_Work instruction_
Return every line of the listing below so that it matches the original exactly.

_Supplied material_
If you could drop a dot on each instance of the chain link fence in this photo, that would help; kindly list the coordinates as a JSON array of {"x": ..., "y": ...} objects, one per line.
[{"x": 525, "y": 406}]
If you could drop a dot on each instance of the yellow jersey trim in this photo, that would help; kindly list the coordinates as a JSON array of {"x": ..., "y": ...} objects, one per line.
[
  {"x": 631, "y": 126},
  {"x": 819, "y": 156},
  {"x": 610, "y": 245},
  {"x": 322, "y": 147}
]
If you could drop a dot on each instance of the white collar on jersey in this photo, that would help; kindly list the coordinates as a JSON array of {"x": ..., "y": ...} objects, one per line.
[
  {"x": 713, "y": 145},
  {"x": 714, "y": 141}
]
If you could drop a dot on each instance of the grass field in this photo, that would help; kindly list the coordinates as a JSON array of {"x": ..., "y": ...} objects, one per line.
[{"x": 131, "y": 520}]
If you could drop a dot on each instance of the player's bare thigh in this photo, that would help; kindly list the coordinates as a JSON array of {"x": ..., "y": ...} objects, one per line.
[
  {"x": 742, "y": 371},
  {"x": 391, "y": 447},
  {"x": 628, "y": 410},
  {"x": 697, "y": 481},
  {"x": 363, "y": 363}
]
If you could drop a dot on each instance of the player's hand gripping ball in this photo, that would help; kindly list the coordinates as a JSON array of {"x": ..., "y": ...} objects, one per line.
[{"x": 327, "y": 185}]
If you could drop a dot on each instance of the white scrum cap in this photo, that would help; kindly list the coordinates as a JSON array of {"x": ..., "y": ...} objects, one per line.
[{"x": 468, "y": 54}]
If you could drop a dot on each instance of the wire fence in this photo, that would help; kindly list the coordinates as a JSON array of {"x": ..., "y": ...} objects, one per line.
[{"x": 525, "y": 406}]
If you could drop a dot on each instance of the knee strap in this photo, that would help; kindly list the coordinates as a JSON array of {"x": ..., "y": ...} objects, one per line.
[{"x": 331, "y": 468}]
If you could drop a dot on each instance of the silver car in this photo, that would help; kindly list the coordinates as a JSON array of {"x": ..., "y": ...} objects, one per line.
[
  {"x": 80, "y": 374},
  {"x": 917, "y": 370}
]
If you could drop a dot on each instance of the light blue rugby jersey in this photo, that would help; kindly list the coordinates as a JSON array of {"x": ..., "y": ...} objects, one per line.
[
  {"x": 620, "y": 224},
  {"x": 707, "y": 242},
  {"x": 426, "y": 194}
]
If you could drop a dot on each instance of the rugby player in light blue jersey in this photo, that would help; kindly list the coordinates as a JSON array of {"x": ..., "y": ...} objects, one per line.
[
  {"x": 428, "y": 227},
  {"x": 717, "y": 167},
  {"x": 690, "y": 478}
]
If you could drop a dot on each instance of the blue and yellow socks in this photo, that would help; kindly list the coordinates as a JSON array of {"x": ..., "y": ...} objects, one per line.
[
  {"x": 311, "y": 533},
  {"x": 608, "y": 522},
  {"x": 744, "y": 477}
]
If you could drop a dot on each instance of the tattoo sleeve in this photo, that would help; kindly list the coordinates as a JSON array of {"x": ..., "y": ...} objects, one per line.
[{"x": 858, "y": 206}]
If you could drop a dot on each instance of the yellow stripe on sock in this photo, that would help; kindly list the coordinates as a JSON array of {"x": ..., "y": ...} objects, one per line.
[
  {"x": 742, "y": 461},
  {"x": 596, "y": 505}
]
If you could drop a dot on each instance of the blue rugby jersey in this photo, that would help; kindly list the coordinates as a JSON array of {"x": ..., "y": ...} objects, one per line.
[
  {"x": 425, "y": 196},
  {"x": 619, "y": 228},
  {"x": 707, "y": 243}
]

_Result of this exercise_
If you could drop a dot on each instance of the chain link fence in this photo, that would help; kindly list the coordinates as a JSON array of {"x": ..., "y": ...} objects, one per line.
[{"x": 525, "y": 406}]
If you could drop a dot on each instance of the yellow jersey trim in this photo, that would help; kindly list the coordinates as a JSON array of {"x": ..., "y": ...} objects, one per line.
[
  {"x": 631, "y": 126},
  {"x": 819, "y": 156},
  {"x": 610, "y": 245},
  {"x": 322, "y": 147}
]
If you could drop a dot on each instance of the white collar on jersey in this photo, that would help; kindly list the coordinates as a JSON array of {"x": ..., "y": ...} objects, one per line.
[
  {"x": 713, "y": 145},
  {"x": 714, "y": 141}
]
If you could drop a dot on each instance of the grass field in this photo, that would help; kindly list the coordinates as a JSON array of {"x": ..., "y": ...} objects, one per line.
[{"x": 131, "y": 520}]
If you could drop a dot on each instance of the player's bare thigh in this photo, that would help; kindly list the coordinates as a JSON array of {"x": ..., "y": ...} objects, one per line.
[
  {"x": 742, "y": 371},
  {"x": 391, "y": 447},
  {"x": 628, "y": 410},
  {"x": 697, "y": 481},
  {"x": 363, "y": 363}
]
If you could drop a dot on each instance of the player's hand gripping ball in this photo, that would help; kindly list the coordinates as a JSON array of {"x": ..., "y": ...} objects, one per line.
[{"x": 327, "y": 185}]
If you could drop a dot on each instance of the white scrum cap in this photo, that would help; kindly list the coordinates as a JSON array of {"x": ..., "y": ...} objects, one per line.
[{"x": 468, "y": 54}]
If you could drop a dot on each instance of the wire fence in this photo, that would help; kindly list the coordinates as a JSON array of {"x": ..., "y": ...} objects, one per line.
[{"x": 525, "y": 406}]
If you could drop a dot on each instance of the knee strap in this photo, that would help; kindly list the coordinates as a JSON array of {"x": ..., "y": ...} objects, one per line.
[{"x": 331, "y": 468}]
If you could drop a dot on each instance of the silver car in this photo, that would help; kindly list the coordinates as a JSON array of {"x": ..., "y": ...} objects, one per line.
[
  {"x": 80, "y": 374},
  {"x": 917, "y": 370}
]
If you could drop a dot on each instance of the light blue rugby jersey in this photo, that would help; kindly list the coordinates as a JSON array of {"x": ..., "y": ...} objects, one per line.
[
  {"x": 620, "y": 224},
  {"x": 707, "y": 242},
  {"x": 426, "y": 194}
]
If you could drop a dot on each instance of the rugby player in light blue jersey in this photo, that would help; kindly list the coordinates as a JSON array of {"x": ..., "y": ...} objects, one per line.
[
  {"x": 428, "y": 227},
  {"x": 717, "y": 167},
  {"x": 690, "y": 478}
]
If you could drop a dot on each instance of the blue and yellow socks in this photo, that would help; kindly list the coordinates as a JSON array of {"x": ..., "y": ...} objects, one per line.
[
  {"x": 311, "y": 533},
  {"x": 608, "y": 522},
  {"x": 744, "y": 477}
]
If you could drop a dot on each instance of the tattoo sleeve in this photo, that would help; kindly list the coordinates as a JSON array of {"x": ..., "y": ...} objects, one per line.
[{"x": 858, "y": 206}]
If you could drop a dot on each instance of the yellow stripe on sock in this photo, that would help; kindly list the coordinates as a JSON array of {"x": ..., "y": ...} objects, one per line.
[
  {"x": 742, "y": 461},
  {"x": 596, "y": 505}
]
If you could drop a dot on each instance of the blue rugby jersey in this photo, that would help; kindly list the coordinates as a JSON array of {"x": ..., "y": ...} objects, one per line.
[
  {"x": 425, "y": 196},
  {"x": 619, "y": 228},
  {"x": 707, "y": 243}
]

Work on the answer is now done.